-------- Excerpt to read --------

They try it, but I doubt they suceed...and of course they try it, criminal defendants say the d@mndest things. Heheheh. Especially in vehicular incidents.
__My car's cruise control took over and made me uncontrollably accelerate, causing that fatal crash!
__I never saw that homeless man I hit!
__It wasn't me driving, it was some guy I met in the bar- he must have run off before witnesses arrived, leaving me unconscious by the vehicle!
__There's definitely more discomfort with, and suspicion aimed at the insanity defense. I think it's primarily because it's assumed that insane people must be visibly, obviously insane- so unlike "us" that you could tell them at a glance. We always find it unacceptable that a quiet person, in a conventional role such as mother, could develop an extreme form of mental illness...
__I'd be interested in knowing of any cases where the insanity defense, especially in America, seems to have been too readily accepted by a judge or jury.
__Also, she was "investigated" for nine months? Who investigated...what did they investigate? Her mental health, or her fitness as a mother? Was the investigator a trained psychiatrist, and were they having regular sessions interviewing her? Was she cooperating in talk therapy? It often takes these things to uncover mental illness. Everyone, including the sufferer, fears mental illness so much! Everyone thinks that if they just try harder to think the right kind of thoughts, they can think themselves out of their emotional trouble- not so, when it can be biologically derived or sustained.
__If this was simply child services, monitoring the home environment, why would she reveal any emotional problems she was having? Why would anyone reveal anything of that nature to a stranger, a non-professional, whose job was not even to gather such information, who could not help?

--------

Problem requirements - For each statement, say yes or no to whether it agrees with the comment on the insanity defense, and quote the words from the comment that decide it. 1. The writer thinks suspicion of the insanity defense comes mainly from assuming insane people look obviously insane. 2. The writer says the woman was investigated for six months. 3. The writer holds that people can always think their way out of emotional trouble.

-------- Available data --------

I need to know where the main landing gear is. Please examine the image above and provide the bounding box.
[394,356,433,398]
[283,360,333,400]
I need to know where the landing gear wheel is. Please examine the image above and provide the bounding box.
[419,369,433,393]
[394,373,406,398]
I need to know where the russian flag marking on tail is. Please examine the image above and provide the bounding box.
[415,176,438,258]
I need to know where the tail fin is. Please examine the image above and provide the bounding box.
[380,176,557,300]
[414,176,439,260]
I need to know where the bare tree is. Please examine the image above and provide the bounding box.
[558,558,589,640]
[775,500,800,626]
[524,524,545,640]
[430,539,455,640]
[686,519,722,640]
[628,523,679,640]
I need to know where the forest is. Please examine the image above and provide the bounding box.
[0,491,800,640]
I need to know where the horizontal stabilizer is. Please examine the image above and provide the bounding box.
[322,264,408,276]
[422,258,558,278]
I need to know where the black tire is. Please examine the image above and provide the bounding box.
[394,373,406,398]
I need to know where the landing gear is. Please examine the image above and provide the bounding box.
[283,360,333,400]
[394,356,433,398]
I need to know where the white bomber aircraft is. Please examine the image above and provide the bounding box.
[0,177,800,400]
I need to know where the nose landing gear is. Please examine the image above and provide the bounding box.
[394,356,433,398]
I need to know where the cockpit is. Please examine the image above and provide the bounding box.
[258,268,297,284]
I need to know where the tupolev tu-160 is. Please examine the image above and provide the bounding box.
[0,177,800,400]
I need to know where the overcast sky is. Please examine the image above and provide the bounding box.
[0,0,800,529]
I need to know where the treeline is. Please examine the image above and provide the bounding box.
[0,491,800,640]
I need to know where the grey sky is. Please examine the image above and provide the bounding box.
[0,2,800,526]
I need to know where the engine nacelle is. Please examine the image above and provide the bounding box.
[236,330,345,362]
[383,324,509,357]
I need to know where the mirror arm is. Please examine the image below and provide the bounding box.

--------

Finished exercise -
1. Yes: "I think it's primarily because it's assumed that insane people must be visibly, obviously insane"
2. No: "for nine months"
3. No: "not so, when it can be biologically derived or sustained"